[Natural language region descriptions]
- Opening Delimiter -
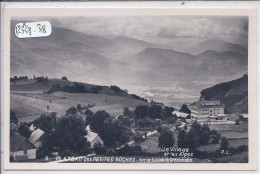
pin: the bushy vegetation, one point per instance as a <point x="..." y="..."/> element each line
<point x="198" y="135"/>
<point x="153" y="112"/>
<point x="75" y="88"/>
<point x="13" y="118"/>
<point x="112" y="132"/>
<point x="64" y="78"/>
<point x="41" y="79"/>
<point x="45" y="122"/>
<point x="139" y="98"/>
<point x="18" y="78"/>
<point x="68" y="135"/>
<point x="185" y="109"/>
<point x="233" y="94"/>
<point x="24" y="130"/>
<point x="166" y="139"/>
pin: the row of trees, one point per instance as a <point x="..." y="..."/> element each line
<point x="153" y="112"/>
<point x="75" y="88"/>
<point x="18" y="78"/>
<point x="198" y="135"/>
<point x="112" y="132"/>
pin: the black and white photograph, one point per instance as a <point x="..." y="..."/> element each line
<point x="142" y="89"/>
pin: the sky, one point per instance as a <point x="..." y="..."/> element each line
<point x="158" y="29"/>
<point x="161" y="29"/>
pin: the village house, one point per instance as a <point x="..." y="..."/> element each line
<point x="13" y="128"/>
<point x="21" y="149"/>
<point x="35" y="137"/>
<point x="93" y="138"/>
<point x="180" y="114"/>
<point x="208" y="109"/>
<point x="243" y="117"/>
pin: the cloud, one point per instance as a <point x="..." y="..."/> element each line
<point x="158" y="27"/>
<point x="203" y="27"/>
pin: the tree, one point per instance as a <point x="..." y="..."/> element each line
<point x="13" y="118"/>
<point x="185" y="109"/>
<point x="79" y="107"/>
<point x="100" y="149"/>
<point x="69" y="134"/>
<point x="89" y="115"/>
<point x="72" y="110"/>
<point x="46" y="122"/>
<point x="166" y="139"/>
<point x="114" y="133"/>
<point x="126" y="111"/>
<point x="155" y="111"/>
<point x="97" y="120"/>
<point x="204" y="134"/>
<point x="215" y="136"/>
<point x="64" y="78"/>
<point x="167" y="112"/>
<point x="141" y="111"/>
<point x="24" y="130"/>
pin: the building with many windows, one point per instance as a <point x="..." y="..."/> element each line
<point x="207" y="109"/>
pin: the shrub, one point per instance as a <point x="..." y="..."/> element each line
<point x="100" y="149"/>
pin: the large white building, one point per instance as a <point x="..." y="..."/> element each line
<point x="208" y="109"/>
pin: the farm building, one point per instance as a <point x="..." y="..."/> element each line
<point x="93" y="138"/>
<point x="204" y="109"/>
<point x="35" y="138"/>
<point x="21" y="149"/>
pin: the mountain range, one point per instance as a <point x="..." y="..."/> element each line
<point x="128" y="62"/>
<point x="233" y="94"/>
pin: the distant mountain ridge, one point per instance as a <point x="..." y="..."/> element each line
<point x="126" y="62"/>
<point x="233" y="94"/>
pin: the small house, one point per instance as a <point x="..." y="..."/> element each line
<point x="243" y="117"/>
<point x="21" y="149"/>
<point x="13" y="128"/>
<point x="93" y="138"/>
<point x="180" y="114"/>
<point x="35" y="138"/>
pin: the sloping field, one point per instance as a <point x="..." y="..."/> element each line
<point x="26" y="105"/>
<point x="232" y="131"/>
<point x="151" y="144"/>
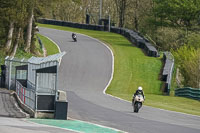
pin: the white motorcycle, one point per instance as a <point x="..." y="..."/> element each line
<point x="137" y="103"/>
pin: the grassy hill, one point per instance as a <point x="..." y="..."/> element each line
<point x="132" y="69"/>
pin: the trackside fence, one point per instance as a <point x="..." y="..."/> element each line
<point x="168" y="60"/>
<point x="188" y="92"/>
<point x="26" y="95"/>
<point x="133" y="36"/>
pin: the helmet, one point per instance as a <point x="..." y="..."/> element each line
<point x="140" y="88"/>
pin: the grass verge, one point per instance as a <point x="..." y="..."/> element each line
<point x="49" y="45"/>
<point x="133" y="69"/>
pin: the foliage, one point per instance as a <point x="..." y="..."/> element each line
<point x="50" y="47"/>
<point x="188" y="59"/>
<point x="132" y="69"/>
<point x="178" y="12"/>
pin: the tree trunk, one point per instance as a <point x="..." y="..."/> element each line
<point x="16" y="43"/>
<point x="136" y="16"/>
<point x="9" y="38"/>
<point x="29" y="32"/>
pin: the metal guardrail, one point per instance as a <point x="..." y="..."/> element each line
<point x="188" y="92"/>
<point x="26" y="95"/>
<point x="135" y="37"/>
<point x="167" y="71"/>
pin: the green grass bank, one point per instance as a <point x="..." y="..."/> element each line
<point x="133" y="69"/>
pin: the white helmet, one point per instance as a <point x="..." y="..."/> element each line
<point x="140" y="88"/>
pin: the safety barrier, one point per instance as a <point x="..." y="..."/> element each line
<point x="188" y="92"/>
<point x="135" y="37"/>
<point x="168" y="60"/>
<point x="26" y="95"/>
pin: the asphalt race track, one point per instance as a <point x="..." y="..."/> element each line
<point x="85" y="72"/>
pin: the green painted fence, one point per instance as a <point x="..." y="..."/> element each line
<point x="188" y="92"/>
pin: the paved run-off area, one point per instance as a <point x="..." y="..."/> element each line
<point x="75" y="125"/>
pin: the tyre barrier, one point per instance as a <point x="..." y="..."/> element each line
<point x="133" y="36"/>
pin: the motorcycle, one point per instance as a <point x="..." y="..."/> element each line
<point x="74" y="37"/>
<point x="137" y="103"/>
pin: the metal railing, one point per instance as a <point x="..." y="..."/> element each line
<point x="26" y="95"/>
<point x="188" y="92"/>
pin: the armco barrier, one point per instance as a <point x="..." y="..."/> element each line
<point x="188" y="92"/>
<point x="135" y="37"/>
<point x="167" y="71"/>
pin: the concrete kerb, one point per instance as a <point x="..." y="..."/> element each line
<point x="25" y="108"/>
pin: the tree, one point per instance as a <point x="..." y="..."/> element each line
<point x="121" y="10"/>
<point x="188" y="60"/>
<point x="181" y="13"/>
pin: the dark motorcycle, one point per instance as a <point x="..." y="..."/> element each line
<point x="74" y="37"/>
- Closing Delimiter -
**WHAT THE TASK ASKS:**
Exactly as written, set down each line of the records, leaving out the pictures.

**WRITTEN SOLUTION:**
pin: the bushy vegetation, one point per instance as a <point x="..." y="..."/> element each line
<point x="198" y="135"/>
<point x="153" y="112"/>
<point x="75" y="88"/>
<point x="13" y="118"/>
<point x="112" y="132"/>
<point x="64" y="78"/>
<point x="41" y="79"/>
<point x="45" y="122"/>
<point x="139" y="98"/>
<point x="18" y="78"/>
<point x="68" y="135"/>
<point x="185" y="109"/>
<point x="233" y="94"/>
<point x="24" y="130"/>
<point x="166" y="139"/>
pin: the row of trees, one point per instance as a <point x="..." y="..."/> element each line
<point x="153" y="112"/>
<point x="75" y="88"/>
<point x="18" y="78"/>
<point x="198" y="135"/>
<point x="112" y="132"/>
pin: the black and white photograph, one point per instance as a <point x="..." y="..."/> element each line
<point x="142" y="89"/>
pin: the sky, one point per instance as a <point x="..." y="..."/> element each line
<point x="158" y="29"/>
<point x="161" y="29"/>
pin: the village house, one point per instance as a <point x="..." y="..."/> element each line
<point x="13" y="128"/>
<point x="21" y="149"/>
<point x="35" y="137"/>
<point x="93" y="138"/>
<point x="180" y="114"/>
<point x="208" y="109"/>
<point x="243" y="117"/>
pin: the cloud, one point per instance as a <point x="..." y="..."/> element each line
<point x="158" y="27"/>
<point x="203" y="27"/>
pin: the tree, one point per instance as a <point x="..." y="..."/> element each line
<point x="13" y="118"/>
<point x="185" y="109"/>
<point x="79" y="107"/>
<point x="100" y="149"/>
<point x="69" y="134"/>
<point x="89" y="115"/>
<point x="72" y="110"/>
<point x="46" y="122"/>
<point x="166" y="139"/>
<point x="114" y="133"/>
<point x="126" y="111"/>
<point x="155" y="111"/>
<point x="97" y="120"/>
<point x="204" y="134"/>
<point x="215" y="136"/>
<point x="64" y="78"/>
<point x="167" y="112"/>
<point x="141" y="111"/>
<point x="24" y="130"/>
pin: the building with many windows, one point per instance as a <point x="..." y="..."/> element each line
<point x="207" y="109"/>
pin: the shrub, one point per instance as a <point x="..." y="..."/> element each line
<point x="100" y="149"/>
pin: the large white building, one point per instance as a <point x="..." y="..."/> element each line
<point x="208" y="109"/>
pin: the farm building, one point per instance as a <point x="..." y="..."/> element each line
<point x="93" y="138"/>
<point x="204" y="109"/>
<point x="35" y="138"/>
<point x="21" y="149"/>
pin: the mountain range, one point per instance as a <point x="..." y="..."/> element each line
<point x="128" y="62"/>
<point x="233" y="94"/>
pin: the distant mountain ridge, one point per instance as a <point x="..." y="..."/> element each line
<point x="126" y="62"/>
<point x="233" y="94"/>
pin: the small house, one point per instance as a <point x="..." y="..."/> element each line
<point x="243" y="117"/>
<point x="21" y="149"/>
<point x="13" y="128"/>
<point x="93" y="138"/>
<point x="180" y="114"/>
<point x="35" y="138"/>
pin: the sloping field, one point per instance as a <point x="..." y="..."/> element each line
<point x="26" y="105"/>
<point x="232" y="131"/>
<point x="151" y="144"/>
pin: the white motorcycle, one point per instance as a <point x="..." y="..."/> element each line
<point x="137" y="103"/>
pin: the grassy hill, one point per instance as a <point x="..." y="..."/> element each line
<point x="132" y="69"/>
pin: the trackside fence, one point per instance as a <point x="..." y="..."/> element each line
<point x="168" y="60"/>
<point x="188" y="92"/>
<point x="26" y="95"/>
<point x="133" y="36"/>
pin: the helmet, one point per instance as a <point x="..." y="..."/> element each line
<point x="140" y="88"/>
pin: the grass verge, one point per instance as a <point x="..." y="..."/> element each line
<point x="49" y="45"/>
<point x="133" y="69"/>
pin: the foliage, one point per instance as a <point x="..." y="..."/> element each line
<point x="50" y="47"/>
<point x="188" y="59"/>
<point x="132" y="69"/>
<point x="178" y="12"/>
pin: the tree trunk, one point per instance as a <point x="..." y="..."/> element each line
<point x="16" y="43"/>
<point x="136" y="16"/>
<point x="9" y="38"/>
<point x="29" y="32"/>
pin: the metal guardrail, one point per instance as a <point x="..." y="..."/> element each line
<point x="188" y="92"/>
<point x="26" y="95"/>
<point x="135" y="37"/>
<point x="167" y="71"/>
pin: the green grass bank, one point per instance as a <point x="..." y="..."/> element each line
<point x="133" y="69"/>
pin: the white helmet, one point per instance as a <point x="..." y="..."/> element each line
<point x="140" y="88"/>
pin: the safety barrier, one point per instance as a <point x="..." y="..."/> element each line
<point x="188" y="92"/>
<point x="135" y="37"/>
<point x="168" y="60"/>
<point x="26" y="95"/>
pin: the asphalt race track, one point per instance as a <point x="..." y="..."/> element each line
<point x="85" y="72"/>
pin: the green painted fence, one point per instance as a <point x="..." y="..."/> element each line
<point x="188" y="92"/>
pin: the paved run-off area, one point per instance as a <point x="..." y="..."/> element each line
<point x="75" y="125"/>
pin: the tyre barrier, one point per instance as a <point x="..." y="..."/> element each line
<point x="133" y="36"/>
pin: the motorcycle, one point per instance as a <point x="..." y="..."/> element each line
<point x="74" y="37"/>
<point x="137" y="103"/>
pin: the metal railing, one point per instance as a <point x="..." y="..."/> element each line
<point x="26" y="95"/>
<point x="188" y="92"/>
pin: the armco barrier, one point per instance as a <point x="..." y="..."/> element each line
<point x="188" y="92"/>
<point x="135" y="37"/>
<point x="167" y="71"/>
pin: the concrete kerb, one point per instance as a <point x="..." y="..."/> element each line
<point x="25" y="108"/>
pin: the tree, one point per instance as a <point x="..." y="..."/> element each line
<point x="121" y="10"/>
<point x="188" y="60"/>
<point x="181" y="13"/>
pin: the dark motorcycle, one point per instance as a <point x="..." y="..."/> element each line
<point x="74" y="37"/>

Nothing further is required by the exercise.